# Mainstream Musik! Alles scheiße oder doch nicht?



## DER Lachmann (12. Dezember 2009)

moin,
in diesem thread gehts um die frage: ist "mainstream" musik wirklich immer scheiße?
erstmal müssen wir aber klären, was ist eigentlich mainstream musik und woher weiß man das es mainstream ist?

MfG
der lachende mann


EDIT:
ganz vergessen, in welcher musik richtungen gibt es eurer meinung nach die meisten mainstream bands?


----------



## Breakyou (12. Dezember 2009)

_Mainstreammusik_: Musik die man selber nicht leiden kann aber viele in deinem Umfeld

Im moment ist doch David Guetta sehr populär, ich kann ihn überhaupt nicht leiden

Edit: am meisten Mainstream..glaub ich Rap & Metal/Hardcore

_Rap_ alle finden auf einmal K.I.Z geil..keine Ahnung warum?

_Metal/Hardcore_ Du willst hardcore sein? Dann hör *Bring me the horizon* und kauf dir ein T-Shirt von ihnen


----------



## Alkopopsteuer (12. Dezember 2009)

*ARBEITSANWEISUNGEN*:
[1] Fasse bitte den Textausschnitt in zwei Sätzen zusammen.
[2] Beantworte diese Fragen zum Textausschnitt:
(a) An welchem Datum wurde der erste Beitrag verfasst?
(b) Welchen Künstler nennt Breakyou als im Moment sehr populär?
(c) Welche Band soll man laut Breakyou hören, wenn man hardcore sein will?

*DATEN*:

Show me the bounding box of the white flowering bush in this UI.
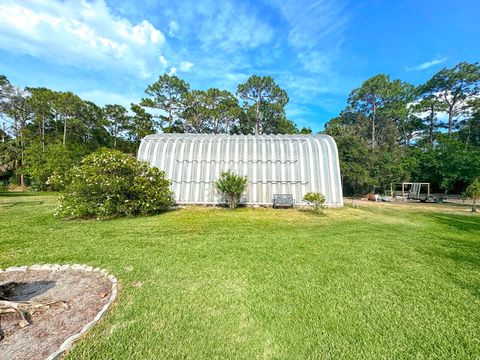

*LÖSUNGSÜBERSICHT*:
[1] DER Lachmann fragt, ob Mainstream-Musik wirklich immer schlecht ist, was Mainstream-Musik überhaupt ist und in welchen Musikrichtungen es die meisten Mainstream-Bands gibt. Breakyou beschreibt Mainstream-Musik als Musik, die man selbst nicht leiden kann, viele im eigenen Umfeld aber schon, nennt David Guetta als gerade sehr populär und vermutet bei Rap und Metal/Hardcore den meisten Mainstream.

[2]
(a) Am 12. Dezember 2009.
(b) David Guetta.
(c) Bring me the horizon.